● SET TASK A
Count the lines in the rows below that contain the string "white", and give only the number.

--- Start SELECTED EXCERPT ---

Examples of Deep Learning Forest Inventory

Below, we summarize three studies by Seely et al. (2026), Cao et al. (2025), and Murray et al. (2025) that exemplify how deep learning can be used to extract more information from ALS point cloud data, resulting in more accurate forest aboveground biomass and species proportion estimates. All three studies were performed in the Romeo Malette Forest (RMF).

Study Area

The RMF, situated in northern Ontario within the Timmins District, is part of the boreal forest of Canada. It encompasses approximately 6,300 km², of which 5,824 km² is forested, extending between 47.8°N and 48.8°N and from 81.0°W to 82.4°W. The region experiences a continental climate, with mean annual precipitation ranging from 770 to 975 mm and mean annual minimum temperatures between 1.0 °C and −5.0 °C from 1990 to 2010; over the same period, mean annual maximum temperatures varied from 8 °C to 15 °C. Elevations range from 240 to 280 m, and the terrain is characterized by minimal exposed bedrock and extensive, poorly drained flat areas.

1) Biomass Component Regression

Based on the publication Addressing The Small Data Problem in Forestry: Self-Supervised Learning for Aboveground Biomass Estimation by Seely et al. (2026).

Why Aboveground Biomass Component Regression?

Aboveground biomass (AGB) is a key element of forest inventories and is necessary for a variety of forest-related decision-making processes, including timber harvesting and wildfire fuel assessment. Forest AGB is often divided into its sub-components — wood, branch, bark, and foliage — to fulfill more specific information needs. For example, quantifying branch, bark, and foliage biomass can inform post-harvest bioenergy applications.

--- End SELECTED EXCERPT ---
--- Start MATERIAL PROVIDED ---

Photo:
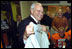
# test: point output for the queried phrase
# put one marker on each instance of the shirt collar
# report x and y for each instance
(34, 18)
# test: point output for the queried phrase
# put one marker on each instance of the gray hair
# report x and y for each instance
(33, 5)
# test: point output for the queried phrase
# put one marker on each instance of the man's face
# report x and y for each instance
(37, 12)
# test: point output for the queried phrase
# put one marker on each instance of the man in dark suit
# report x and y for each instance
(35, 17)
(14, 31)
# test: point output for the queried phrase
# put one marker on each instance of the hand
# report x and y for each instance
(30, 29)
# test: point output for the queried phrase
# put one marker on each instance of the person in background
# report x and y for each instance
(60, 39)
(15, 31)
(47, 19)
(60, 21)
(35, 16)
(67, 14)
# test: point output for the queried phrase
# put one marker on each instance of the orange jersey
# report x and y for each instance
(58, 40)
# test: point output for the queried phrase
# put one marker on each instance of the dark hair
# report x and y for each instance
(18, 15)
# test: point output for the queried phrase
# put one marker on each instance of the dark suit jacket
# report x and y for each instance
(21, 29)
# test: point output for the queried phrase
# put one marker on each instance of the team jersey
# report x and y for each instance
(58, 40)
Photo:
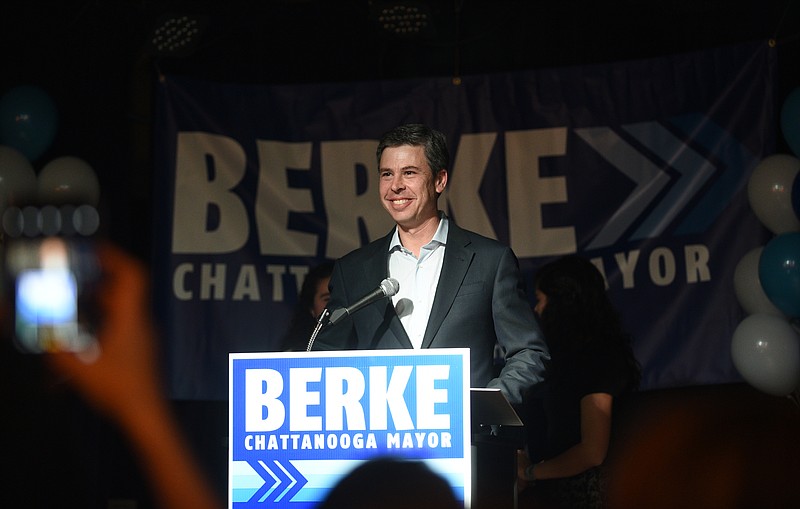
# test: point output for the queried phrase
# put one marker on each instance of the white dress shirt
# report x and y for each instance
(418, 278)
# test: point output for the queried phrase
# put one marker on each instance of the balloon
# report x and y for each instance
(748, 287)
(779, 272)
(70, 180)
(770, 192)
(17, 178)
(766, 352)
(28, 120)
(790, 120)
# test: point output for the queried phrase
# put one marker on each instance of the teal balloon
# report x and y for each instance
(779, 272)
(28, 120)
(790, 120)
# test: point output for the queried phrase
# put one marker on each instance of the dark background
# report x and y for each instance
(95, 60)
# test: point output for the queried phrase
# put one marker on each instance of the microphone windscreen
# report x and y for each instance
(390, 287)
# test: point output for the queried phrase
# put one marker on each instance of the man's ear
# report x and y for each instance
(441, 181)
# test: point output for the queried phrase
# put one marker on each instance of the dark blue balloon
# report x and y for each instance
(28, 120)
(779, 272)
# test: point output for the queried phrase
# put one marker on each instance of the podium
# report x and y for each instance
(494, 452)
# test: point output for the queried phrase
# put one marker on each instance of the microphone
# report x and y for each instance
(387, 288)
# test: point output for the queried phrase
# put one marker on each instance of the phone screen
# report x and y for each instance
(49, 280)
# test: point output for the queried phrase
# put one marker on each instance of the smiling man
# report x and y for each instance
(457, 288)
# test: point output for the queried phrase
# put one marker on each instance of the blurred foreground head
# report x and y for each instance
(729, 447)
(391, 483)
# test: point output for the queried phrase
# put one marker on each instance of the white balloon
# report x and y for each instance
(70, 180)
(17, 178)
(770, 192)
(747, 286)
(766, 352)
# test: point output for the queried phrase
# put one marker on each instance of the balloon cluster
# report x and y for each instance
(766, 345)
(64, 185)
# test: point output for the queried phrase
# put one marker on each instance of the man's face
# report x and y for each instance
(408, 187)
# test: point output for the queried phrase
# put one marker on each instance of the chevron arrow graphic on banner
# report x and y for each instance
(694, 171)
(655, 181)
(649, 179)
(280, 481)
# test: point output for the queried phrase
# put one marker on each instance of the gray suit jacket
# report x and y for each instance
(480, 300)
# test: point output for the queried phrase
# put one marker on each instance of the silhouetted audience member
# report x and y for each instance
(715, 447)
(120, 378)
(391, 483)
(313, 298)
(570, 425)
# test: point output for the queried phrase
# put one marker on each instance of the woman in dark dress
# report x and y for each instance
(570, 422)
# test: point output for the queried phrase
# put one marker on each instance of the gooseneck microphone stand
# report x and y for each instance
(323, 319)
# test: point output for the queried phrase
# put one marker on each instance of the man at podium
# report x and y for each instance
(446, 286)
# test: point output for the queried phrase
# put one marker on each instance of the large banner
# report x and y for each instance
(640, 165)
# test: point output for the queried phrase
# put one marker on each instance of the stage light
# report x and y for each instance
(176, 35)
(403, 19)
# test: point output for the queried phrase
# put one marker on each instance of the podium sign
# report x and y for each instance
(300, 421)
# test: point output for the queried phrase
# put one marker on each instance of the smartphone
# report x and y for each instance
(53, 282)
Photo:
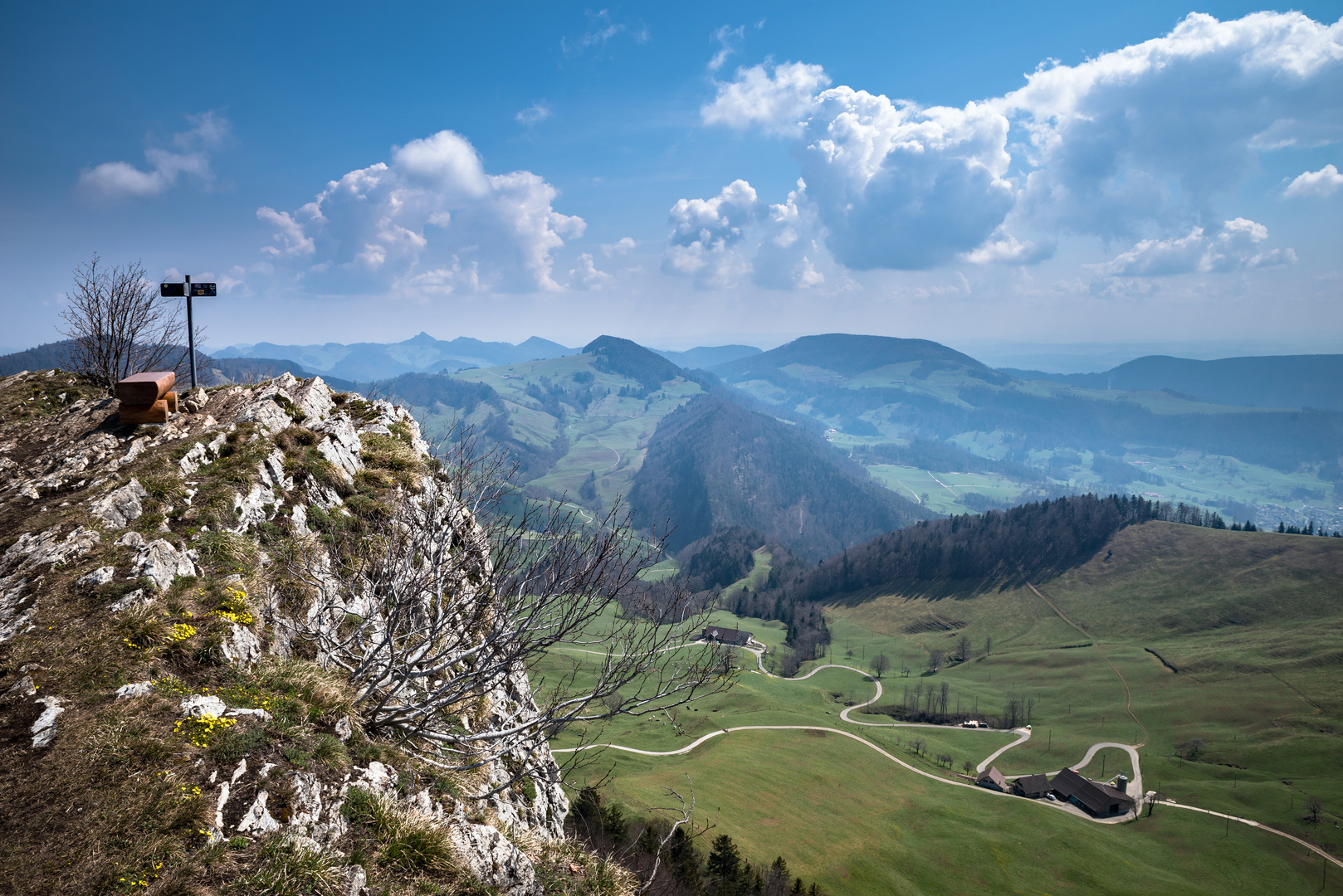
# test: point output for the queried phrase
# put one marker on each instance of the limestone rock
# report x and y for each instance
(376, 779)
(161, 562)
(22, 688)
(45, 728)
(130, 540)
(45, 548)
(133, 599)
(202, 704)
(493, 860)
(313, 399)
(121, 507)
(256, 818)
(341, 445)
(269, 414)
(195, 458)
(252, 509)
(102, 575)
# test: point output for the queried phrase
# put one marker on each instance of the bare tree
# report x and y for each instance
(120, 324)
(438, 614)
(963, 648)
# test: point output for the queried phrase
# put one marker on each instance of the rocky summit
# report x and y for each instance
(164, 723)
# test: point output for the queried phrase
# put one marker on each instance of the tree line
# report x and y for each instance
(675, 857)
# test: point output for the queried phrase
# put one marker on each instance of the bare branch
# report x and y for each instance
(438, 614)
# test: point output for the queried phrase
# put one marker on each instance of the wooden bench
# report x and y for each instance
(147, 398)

--- End MATERIAL PROVIDED ---

● SET TASK B
Using the text on deep learning forest inventory, answer these:
(i) In which forest were all three studies carried out?
(ii) About how many square kilometers does that forest cover in total?
(iii) Into which sub-components is forest aboveground biomass often divided?

● COMPLETE ANSWER A
2

● COMPLETE ANSWER B
(i) The Romeo Malette Forest (RMF).
(ii) Approximately 6,300 km².
(iii) Wood, branch, bark, and foliage.